SECURITIES AND EXCHANGE COMMISSION
WASHINGTON, D.C.  20549

FORM 6-K

REPORT OF FOREIGN PRIVATE ISSUER
PURSUANT TO RULE 13A-16 OR 15D-16 OF
THE SECURITIES EXCHANGE ACT OF 1934

For the month of December 2021 (Report No. 1)
Commission File Number: 0-27466

NICE LTD.
(Translation of Registrant’s Name into English)

13 Zarchin Street, P.O. Box 690, Ra’anana, Israel

(Address of Principal Executive Offices)

Indicate by check mark whether the registrant files or will file annual reports under cover of Form 20-F or Form 40-F.
 
Form 20-F   Form 40-F
 
Indicate by check mark if the registrant is submitting the Form 6-K in paper as permitted by Regulation S-T Rule 101(b)(1): ____
 
Indicate by check mark if the registrant is submitting the Form 6-K in paper as permitted by Regulation S-T Rule 101(b)(7): ____
 

 
CONTENTS
 
On December 31, 2021, NICE Ltd. (the “Company”) entered into the First Supplemental Indenture (the “First Supplemental Indenture”), to the Indenture, dated as of January 18, 2017 (the “Base Indenture”), by and between NICE Systems Inc., its wholly-owned subsidiary, as issuer, the Company as guarantor and U.S. Bank National Association, as trustee (the “Trustee”), governing the Company’s 1.25% Exchangeable Senior Notes due 2024 (the “Notes”). As permitted by the First Supplemental Indenture, the Company irrevocably elected Cash Settlement (as defined in the Base Indenture) to apply to all conversions of Notes with an Exchange Date (as defined in the Base Indenture) that occurs on or after December 31, 2021.

*WORK TO DO*:
a. In the Form 6-K filing, copy the part that opens with the words "REPORT OF FOREIGN" and closes with "Principal Executive Offices)", switching "Zarchin Street" to "Zarchin Road".
b. Pick up the Form 6-K filing after its last sentence and carry it on.
The lines that come next are separate material, unrelated to the Form 6-K filing.

*DATA SUPPLIED*:
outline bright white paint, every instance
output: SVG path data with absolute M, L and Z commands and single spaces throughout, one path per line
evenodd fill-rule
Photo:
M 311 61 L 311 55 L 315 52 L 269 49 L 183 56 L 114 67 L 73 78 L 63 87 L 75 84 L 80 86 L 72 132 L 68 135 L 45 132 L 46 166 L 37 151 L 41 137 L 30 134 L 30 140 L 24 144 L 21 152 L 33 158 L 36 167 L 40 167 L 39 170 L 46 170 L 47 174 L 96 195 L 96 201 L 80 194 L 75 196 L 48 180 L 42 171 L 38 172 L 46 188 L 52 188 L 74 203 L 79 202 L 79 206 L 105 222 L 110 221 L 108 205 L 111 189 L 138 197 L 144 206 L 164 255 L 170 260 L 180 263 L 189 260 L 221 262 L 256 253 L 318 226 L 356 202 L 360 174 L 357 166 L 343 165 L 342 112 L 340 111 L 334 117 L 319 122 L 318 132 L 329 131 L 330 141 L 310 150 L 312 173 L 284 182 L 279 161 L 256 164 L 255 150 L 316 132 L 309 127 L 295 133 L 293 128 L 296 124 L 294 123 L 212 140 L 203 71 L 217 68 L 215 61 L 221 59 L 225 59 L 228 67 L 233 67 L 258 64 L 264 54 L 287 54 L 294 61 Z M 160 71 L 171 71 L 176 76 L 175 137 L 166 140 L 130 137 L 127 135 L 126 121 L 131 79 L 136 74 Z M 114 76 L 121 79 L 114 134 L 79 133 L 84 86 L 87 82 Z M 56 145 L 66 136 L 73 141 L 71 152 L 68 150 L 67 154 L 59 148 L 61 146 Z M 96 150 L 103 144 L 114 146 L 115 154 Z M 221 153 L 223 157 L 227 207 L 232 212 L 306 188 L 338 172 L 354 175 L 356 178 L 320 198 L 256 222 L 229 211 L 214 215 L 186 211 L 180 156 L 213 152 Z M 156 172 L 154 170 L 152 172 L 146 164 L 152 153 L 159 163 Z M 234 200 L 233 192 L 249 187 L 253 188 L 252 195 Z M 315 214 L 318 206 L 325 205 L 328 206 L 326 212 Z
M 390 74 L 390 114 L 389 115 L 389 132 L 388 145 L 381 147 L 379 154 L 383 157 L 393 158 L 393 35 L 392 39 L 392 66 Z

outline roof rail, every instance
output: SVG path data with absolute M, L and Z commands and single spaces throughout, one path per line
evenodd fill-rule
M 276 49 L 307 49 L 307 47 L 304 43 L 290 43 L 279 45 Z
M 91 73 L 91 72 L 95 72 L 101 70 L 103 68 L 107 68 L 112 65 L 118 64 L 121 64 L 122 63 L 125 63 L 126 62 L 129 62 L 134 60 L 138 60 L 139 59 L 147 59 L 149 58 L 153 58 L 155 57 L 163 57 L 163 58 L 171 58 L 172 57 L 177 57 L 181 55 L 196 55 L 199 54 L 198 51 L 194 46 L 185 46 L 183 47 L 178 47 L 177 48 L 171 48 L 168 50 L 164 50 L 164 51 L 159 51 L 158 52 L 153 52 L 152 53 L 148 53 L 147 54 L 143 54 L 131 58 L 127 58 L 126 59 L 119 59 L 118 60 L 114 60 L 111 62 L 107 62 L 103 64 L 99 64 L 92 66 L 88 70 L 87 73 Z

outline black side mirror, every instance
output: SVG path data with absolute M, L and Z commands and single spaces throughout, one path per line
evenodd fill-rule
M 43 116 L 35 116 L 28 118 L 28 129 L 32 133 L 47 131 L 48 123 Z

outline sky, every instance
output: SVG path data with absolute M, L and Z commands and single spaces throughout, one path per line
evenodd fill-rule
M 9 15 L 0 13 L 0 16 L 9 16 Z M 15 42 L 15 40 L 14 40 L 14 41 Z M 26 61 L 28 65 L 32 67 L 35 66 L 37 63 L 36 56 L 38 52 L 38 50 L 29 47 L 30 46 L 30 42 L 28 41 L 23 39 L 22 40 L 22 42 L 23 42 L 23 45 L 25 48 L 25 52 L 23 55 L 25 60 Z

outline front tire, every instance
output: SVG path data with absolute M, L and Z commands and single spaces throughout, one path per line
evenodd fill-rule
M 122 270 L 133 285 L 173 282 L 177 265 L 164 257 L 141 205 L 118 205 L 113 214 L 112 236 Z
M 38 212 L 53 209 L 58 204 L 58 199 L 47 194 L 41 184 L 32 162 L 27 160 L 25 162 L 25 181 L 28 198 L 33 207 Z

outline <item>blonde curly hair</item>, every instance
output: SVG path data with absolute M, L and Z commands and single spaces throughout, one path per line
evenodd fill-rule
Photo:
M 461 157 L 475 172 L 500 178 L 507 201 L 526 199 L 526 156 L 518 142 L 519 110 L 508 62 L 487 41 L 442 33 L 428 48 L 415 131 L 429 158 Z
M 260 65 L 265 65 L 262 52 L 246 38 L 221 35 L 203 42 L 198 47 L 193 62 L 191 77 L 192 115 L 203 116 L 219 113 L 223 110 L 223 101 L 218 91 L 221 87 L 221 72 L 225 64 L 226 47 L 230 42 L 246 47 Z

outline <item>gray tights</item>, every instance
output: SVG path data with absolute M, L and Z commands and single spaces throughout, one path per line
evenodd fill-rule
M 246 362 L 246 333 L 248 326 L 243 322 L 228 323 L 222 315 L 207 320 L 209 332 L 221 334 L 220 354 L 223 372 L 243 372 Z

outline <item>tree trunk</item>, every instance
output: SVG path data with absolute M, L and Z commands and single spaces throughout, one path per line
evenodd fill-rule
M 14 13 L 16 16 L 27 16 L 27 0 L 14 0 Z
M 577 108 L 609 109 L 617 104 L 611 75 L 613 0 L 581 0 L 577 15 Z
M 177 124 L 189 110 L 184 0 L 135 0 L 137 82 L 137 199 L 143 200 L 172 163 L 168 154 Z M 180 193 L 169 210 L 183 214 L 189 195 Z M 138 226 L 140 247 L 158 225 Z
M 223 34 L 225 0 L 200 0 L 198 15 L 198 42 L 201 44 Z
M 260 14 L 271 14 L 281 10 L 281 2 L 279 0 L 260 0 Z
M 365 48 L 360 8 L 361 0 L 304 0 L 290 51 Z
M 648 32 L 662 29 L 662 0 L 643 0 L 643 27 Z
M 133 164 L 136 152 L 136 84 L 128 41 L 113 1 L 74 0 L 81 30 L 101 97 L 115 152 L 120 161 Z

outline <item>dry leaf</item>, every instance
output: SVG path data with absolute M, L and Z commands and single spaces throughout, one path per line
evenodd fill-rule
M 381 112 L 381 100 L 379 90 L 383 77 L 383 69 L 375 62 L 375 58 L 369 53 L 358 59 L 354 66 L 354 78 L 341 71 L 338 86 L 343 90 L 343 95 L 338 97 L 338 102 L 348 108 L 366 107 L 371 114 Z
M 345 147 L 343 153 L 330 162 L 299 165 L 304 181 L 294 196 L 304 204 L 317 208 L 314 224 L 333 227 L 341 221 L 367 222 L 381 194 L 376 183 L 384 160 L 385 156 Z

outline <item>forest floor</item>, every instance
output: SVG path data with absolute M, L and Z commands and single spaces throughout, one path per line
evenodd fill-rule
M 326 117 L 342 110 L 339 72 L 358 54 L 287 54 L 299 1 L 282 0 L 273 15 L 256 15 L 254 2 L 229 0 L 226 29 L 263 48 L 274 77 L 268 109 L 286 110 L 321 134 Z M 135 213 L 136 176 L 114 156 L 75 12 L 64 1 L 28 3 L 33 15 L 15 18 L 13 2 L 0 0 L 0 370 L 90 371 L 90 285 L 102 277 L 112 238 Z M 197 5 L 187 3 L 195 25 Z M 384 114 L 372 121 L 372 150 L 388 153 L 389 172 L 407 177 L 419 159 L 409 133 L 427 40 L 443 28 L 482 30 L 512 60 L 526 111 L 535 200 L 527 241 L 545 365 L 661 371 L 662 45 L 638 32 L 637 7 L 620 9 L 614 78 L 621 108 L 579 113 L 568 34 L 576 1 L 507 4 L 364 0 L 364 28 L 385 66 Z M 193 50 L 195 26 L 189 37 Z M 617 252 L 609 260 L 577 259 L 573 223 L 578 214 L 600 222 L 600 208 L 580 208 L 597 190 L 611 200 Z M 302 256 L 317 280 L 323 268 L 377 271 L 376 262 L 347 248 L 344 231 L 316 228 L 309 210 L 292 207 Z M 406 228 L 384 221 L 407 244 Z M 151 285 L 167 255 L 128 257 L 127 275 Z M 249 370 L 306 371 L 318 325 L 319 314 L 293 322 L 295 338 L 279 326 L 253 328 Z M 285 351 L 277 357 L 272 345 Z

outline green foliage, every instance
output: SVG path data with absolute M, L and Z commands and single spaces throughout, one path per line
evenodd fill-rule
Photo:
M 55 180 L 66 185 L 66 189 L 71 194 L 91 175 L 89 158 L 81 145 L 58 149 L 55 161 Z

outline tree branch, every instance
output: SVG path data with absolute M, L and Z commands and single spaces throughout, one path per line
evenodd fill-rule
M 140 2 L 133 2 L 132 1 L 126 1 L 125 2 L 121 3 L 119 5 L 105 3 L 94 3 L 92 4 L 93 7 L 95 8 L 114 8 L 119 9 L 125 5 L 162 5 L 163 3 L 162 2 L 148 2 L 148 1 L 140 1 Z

*TASK RESPONSES*:
a.
REPORT OF FOREIGN PRIVATE ISSUER
PURSUANT TO RULE 13A-16 OR 15D-16 OF
THE SECURITIES EXCHANGE ACT OF 1934

For the month of December 2021 (Report No. 1)
Commission File Number: 0-27466

NICE LTD.
(Translation of Registrant’s Name into English)

13 Zarchin Road, P.O. Box 690, Ra’anana, Israel

(Address of Principal Executive Offices)

b.
In addition, on August 27, 2020, the Company issued $460 million aggregate principal amount of 0% Convertible Senior Notes due 2025 (the “2020 Notes”). The 2020 Notes were issued pursuant to, and are governed by, an indenture (the “2020 Indenture”), dated as of August 27, 2020, between the Company and the Trustee. As permitted by the 2020 Indenture, on December 31, 2021, the Company irrevocably elected that all conversions occurring on or after December 31, 2021 will be settled pursuant to Combination Settlement (as defined in the 2020 Indenture) with a Specified Dollar Amount (as defined in the 2020 Indenture) no less than $1,000 per $1,000 principal amount of 2020 Notes. Generally, under this settlement method, the conversion value corresponding to the principal amount will be converted in cash, and the conversion value over the principal amount will be settled, at the Company’s election, in cash or shares or a combination thereof.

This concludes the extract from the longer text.